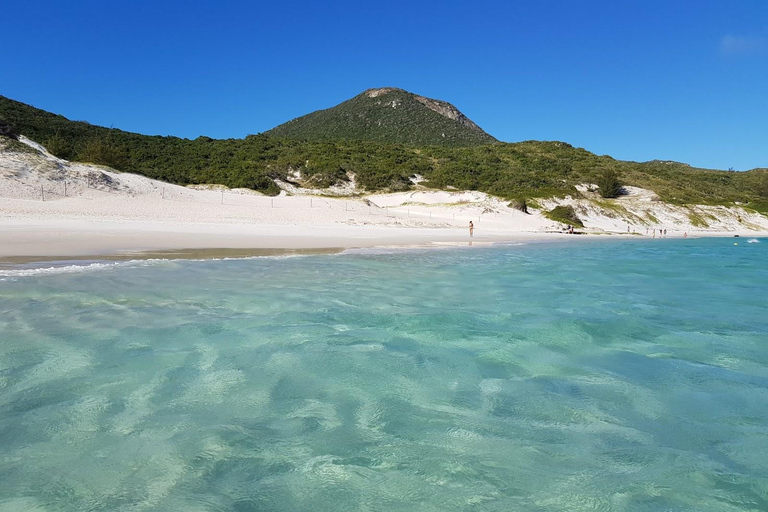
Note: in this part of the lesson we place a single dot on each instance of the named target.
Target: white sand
(105, 212)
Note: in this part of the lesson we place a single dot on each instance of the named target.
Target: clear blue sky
(683, 80)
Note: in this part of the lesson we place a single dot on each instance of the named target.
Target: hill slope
(387, 115)
(532, 169)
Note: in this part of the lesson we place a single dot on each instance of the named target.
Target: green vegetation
(529, 170)
(609, 184)
(697, 220)
(519, 204)
(387, 115)
(564, 214)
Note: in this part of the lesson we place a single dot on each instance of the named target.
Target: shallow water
(610, 375)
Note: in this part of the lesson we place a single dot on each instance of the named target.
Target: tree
(609, 184)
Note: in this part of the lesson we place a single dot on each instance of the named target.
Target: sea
(598, 375)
==========
Reproduce the full listing above verbatim, with no pictures included.

COMPLETED EXERCISE:
Note: in this part of the lesson we place a single dot on each instance of the named target.
Target: white sand
(105, 212)
Note: in this part of the lesson we place a single dot on each instance of the named target.
Target: clear blue sky
(683, 80)
Note: in this part of the lesson we place a single dot on each instance of the named target.
Target: hill slope
(387, 115)
(532, 169)
Note: in this part of the lesson we place a single dot on each instance of the named target.
Target: green vegetation
(529, 170)
(609, 184)
(697, 220)
(519, 204)
(387, 115)
(564, 214)
Note: in this part of the lesson we place a single dot on each instance of the named target.
Target: shallow water
(610, 375)
Note: in this part of the lesson we place a single dot on each instance of the named target.
Target: tree
(609, 184)
Note: in this part of the lesson we place a single dot on each instance of the named target.
Target: sea
(598, 375)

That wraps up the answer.